■ **DIRECTIONS FOR THIS TASK**: Write out the entries below exactly. End with the line that contains "Target: white wire shelf".

Referring expression data:
____
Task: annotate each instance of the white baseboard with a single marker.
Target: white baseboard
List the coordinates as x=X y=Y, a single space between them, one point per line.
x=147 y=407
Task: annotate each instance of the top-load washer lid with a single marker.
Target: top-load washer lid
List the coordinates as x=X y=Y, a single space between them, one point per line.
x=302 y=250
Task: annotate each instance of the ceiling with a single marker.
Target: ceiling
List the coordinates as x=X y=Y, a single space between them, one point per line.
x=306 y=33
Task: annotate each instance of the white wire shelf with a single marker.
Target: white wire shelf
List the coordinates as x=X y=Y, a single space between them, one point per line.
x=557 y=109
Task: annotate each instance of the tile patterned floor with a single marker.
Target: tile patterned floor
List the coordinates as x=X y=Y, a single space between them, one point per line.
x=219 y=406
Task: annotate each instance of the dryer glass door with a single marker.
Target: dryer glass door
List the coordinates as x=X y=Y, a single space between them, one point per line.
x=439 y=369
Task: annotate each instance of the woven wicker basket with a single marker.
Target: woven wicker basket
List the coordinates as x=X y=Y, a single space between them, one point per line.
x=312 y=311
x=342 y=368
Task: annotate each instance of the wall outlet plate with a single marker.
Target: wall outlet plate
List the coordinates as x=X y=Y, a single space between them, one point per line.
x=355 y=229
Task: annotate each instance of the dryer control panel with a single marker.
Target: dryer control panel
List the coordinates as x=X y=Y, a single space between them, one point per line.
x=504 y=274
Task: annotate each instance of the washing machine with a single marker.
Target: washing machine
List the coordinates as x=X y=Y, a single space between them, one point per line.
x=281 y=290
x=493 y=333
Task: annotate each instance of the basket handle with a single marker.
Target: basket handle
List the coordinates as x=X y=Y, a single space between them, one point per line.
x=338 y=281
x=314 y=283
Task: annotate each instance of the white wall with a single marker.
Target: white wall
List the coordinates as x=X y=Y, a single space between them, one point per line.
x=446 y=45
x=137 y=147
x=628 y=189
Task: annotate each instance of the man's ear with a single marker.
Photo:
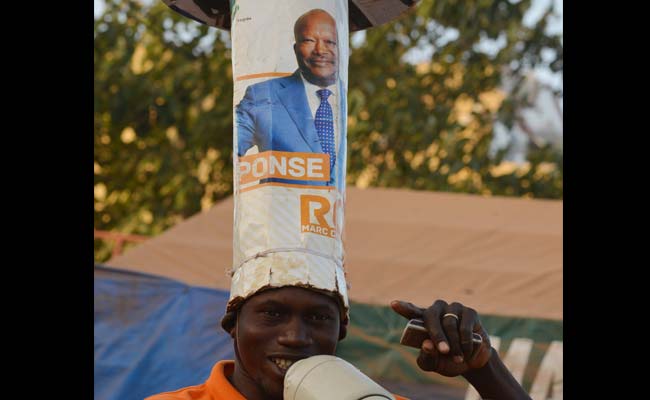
____
■ **SOLUTION FOR THIS PROBLEM**:
Task: annotate each instance of the white baseboard with a single marker.
Target: white baseboard
List the coordinates as x=X y=Y, a single space between them, one point per line.
x=147 y=407
Task: annotate each instance of the top-load washer lid with a single marker.
Target: top-load washer lid
List the coordinates as x=X y=Y, a single space between them, one point per line.
x=302 y=250
Task: annotate each instance of the ceiling with a single marker.
Target: ceiling
List the coordinates as x=X y=Y, a single space between them, one point per line.
x=306 y=33
Task: annotate each instance of the white wire shelf with a single marker.
Target: white wire shelf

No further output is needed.